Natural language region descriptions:
· · · · ·
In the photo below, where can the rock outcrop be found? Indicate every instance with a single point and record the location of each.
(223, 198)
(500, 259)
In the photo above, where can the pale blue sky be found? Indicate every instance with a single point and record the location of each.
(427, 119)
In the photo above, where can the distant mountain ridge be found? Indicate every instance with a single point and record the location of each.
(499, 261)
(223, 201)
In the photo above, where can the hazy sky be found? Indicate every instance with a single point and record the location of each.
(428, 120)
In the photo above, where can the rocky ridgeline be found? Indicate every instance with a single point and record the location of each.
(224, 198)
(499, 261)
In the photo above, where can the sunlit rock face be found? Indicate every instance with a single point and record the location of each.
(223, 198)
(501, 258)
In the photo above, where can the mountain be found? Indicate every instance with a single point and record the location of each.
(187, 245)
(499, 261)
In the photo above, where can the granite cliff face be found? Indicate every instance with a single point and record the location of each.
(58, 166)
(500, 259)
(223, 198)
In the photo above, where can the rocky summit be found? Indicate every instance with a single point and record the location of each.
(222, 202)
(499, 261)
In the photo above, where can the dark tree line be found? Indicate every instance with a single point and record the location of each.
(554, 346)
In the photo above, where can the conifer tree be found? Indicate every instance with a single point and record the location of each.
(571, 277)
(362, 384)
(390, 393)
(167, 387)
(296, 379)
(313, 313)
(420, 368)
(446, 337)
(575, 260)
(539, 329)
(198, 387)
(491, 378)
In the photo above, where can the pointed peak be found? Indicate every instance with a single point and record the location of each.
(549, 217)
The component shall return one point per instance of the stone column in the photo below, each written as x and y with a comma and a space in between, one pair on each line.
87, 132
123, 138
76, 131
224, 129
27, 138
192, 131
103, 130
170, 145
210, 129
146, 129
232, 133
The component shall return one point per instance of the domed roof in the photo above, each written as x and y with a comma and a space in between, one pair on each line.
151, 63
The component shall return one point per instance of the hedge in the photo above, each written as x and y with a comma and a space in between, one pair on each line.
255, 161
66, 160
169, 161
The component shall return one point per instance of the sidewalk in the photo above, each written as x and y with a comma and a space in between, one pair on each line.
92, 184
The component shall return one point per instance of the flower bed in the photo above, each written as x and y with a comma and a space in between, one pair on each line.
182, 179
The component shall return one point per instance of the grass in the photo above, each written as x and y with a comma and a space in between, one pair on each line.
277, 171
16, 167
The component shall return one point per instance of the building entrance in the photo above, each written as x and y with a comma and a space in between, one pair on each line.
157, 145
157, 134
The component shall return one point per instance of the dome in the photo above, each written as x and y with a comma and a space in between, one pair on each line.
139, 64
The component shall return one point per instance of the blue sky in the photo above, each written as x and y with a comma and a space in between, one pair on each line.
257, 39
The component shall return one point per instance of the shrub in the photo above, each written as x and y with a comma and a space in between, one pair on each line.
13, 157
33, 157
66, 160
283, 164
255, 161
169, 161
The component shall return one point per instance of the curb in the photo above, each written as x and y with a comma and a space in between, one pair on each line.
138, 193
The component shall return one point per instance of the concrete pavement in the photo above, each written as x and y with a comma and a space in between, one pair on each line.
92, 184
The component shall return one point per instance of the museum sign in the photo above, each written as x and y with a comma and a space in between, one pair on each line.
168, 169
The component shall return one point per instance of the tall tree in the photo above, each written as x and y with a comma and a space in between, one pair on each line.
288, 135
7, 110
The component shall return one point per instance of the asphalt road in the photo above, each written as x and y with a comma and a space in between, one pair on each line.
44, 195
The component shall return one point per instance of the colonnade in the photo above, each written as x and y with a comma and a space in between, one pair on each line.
· · · · ·
Every entry must come back exactly as written above.

**YOUR RESPONSE:**
In the photo below, where can the rock outcrop be found? Indicate every instance with a single point and record the location of each.
(223, 198)
(500, 259)
In the photo above, where can the pale blue sky be found? Indicate every instance with a single point and record the location of each.
(427, 119)
In the photo above, where can the distant mountain ridge be found? Indicate every instance with a single point and record the location of each.
(499, 261)
(223, 201)
In the photo above, where can the hazy sky be found? Indicate every instance with a single point and record the location of each.
(428, 120)
In the photo above, where can the rocky ridgeline be found? Indicate every instance with a single point and record the location of each.
(224, 198)
(499, 261)
In the photo above, where can the sunlit rock face be found? Indicate every instance with a single point and record the location of each.
(223, 198)
(501, 258)
In the photo above, where can the mountain be found? Indicate every instance with a single point and record the location of each.
(187, 245)
(499, 261)
In the photo above, where can the granite cliff face be found? Indicate every instance with a single point and record the location of each.
(58, 166)
(500, 259)
(223, 198)
In the photo above, where can the rocky summit be found? Indicate every instance with a single point and record the location of each.
(222, 202)
(499, 261)
In the photo above, where can the dark tree line be found? Indicate every instance with a single point and record the location of each.
(554, 346)
In the photo above, where can the conifer tree be found? Indicate every instance with a single point and record the location of each.
(571, 277)
(362, 384)
(390, 393)
(167, 387)
(296, 379)
(313, 313)
(420, 368)
(446, 337)
(575, 260)
(539, 329)
(198, 387)
(491, 378)
In the photo above, where can the pointed peak be found? Indicate every instance with a single point and record the location of each.
(549, 217)
The component shall return one point per instance of the stone column in the photo below, each written as x and y with a comma and a space in between, one pair on each line.
87, 132
123, 138
76, 131
224, 129
27, 138
192, 131
103, 130
170, 145
210, 129
146, 129
232, 133
The component shall return one point per instance of the domed roof in the photo above, each written as x and y with a comma and a space in between, one pair on each line.
151, 63
The component shall return one point per instance of the hedge in the photo above, each written as x and y with a comma and a space in between, one pair on each line.
255, 161
66, 160
169, 161
The component shall return one point per instance of the sidewalk in the photo above, each written as x and y with a comma and a space in between, one pair on each line.
92, 184
The component shall return one point per instance of the flower bed in the photo above, each written as x and y with a comma and a space in between, one pair on each line.
182, 179
The component shall return one point per instance of the grass in the photo above, each written as x and y with a comma and a space in between, one pair on each line.
277, 171
16, 167
The component shall return one point per instance of the building entrance in the photo above, each written as x and y with a comma and a space in between, one pair on each line.
157, 145
157, 134
The component shall return one point per instance of the dome in the photo above, each written as x and y with a comma and a space in between, one pair on each line.
139, 64
The component shall return one point per instance of the blue sky in the photo above, each written as x and y with a comma and a space in between, one pair on each line.
257, 39
The component shall return one point per instance of the shrub in the photo above, each written as x and y with a comma and a space in between, one pair on each line.
13, 157
33, 157
66, 160
283, 164
255, 161
169, 161
The component shall return one point per instance of the curb in the photo above, each written as x and y with a comma and a space in between, one pair on each line.
138, 193
The component shall return one point per instance of the concrete pavement in the photo above, each written as x and y with a comma and a space in between, one pair on each line.
92, 184
The component shall return one point per instance of the museum sign in the photo above, each written as x and y with a comma and a space in between, one pair on each line.
168, 169
The component shall return one point per instance of the tall tree in the photo above, each written as x and y with a comma and a space in between, one pair on each line.
288, 135
7, 110
The component shall return one point per instance of the asphalt road in the photo above, each written as x and y with a comma and a space in between, one pair on each line.
44, 195
The component shall return one point per instance of the colonnade in the photo above, each written as x and y with a comma and a space in between, one pair on each line.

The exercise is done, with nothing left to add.